Phrase grounding data →
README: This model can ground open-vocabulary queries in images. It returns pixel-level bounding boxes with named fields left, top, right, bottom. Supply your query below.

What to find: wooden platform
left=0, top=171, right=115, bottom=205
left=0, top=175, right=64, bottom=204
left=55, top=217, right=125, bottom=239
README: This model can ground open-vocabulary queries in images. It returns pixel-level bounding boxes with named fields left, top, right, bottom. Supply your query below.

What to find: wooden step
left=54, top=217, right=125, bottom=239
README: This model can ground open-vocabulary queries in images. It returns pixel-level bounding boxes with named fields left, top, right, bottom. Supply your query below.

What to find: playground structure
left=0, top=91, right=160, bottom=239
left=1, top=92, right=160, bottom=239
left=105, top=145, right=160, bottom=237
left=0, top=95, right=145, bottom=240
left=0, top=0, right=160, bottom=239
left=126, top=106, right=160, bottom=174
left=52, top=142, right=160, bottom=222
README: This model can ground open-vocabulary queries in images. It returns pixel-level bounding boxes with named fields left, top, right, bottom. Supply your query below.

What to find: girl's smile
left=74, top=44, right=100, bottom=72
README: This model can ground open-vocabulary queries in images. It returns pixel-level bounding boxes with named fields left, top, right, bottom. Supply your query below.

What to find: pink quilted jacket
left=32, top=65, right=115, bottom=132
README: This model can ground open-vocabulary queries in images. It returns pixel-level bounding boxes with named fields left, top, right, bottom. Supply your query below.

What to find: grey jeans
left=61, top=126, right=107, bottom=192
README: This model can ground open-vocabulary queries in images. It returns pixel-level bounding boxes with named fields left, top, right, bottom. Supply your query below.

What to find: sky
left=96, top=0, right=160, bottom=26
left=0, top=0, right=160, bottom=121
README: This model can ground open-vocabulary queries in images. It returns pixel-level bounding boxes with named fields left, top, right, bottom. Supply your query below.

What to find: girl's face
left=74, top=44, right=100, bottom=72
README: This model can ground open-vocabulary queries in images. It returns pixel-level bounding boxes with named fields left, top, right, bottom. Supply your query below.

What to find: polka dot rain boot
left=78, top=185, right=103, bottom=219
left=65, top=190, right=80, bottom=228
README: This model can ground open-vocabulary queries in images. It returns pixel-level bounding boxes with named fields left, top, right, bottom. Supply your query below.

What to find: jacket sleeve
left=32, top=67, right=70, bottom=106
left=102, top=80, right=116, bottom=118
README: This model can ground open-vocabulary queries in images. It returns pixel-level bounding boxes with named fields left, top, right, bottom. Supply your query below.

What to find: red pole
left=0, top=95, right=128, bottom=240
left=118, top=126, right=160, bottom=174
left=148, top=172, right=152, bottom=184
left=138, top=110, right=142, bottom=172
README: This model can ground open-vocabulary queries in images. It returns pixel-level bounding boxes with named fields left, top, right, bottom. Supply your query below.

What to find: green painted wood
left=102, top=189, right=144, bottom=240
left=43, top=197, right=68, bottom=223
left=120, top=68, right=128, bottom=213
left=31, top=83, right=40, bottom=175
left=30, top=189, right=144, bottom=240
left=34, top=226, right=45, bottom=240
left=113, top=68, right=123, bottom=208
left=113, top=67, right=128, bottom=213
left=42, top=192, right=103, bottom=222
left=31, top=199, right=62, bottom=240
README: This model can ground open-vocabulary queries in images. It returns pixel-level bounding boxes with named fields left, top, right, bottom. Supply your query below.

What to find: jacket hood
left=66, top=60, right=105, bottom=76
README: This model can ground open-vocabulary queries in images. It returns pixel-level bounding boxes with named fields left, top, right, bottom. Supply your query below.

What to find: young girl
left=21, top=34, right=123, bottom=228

Your goal → Find "What to find: red pole" in the entries above, then repeat its line and all lines after it exactly, down to the last line.

Answer to this task →
What to find: red pole
left=0, top=95, right=128, bottom=240
left=118, top=126, right=160, bottom=174
left=148, top=172, right=152, bottom=184
left=138, top=110, right=142, bottom=172
README: This model can ground open-vocabulary queries in images. It returns pixel-level bounding boxes with named fields left, top, right, bottom. Supply your query below.

What to find: green painted wood
left=102, top=189, right=144, bottom=240
left=43, top=197, right=68, bottom=223
left=120, top=68, right=128, bottom=213
left=31, top=83, right=40, bottom=175
left=30, top=189, right=144, bottom=240
left=34, top=226, right=45, bottom=240
left=113, top=68, right=123, bottom=208
left=113, top=67, right=128, bottom=213
left=42, top=192, right=103, bottom=222
left=31, top=199, right=62, bottom=240
README: This model can ground open-vocabulary queries in images. It returns pixel-level bounding boxes with named fields left, top, right, bottom. Supply your query below.

What to find: jacket hood
left=66, top=60, right=105, bottom=76
README: This model can ground open-vocabulary queries in images. It returns pixel-level bounding boxes with named fields left, top, right, bottom. Supply your query below.

What to find: young girl
left=21, top=34, right=123, bottom=228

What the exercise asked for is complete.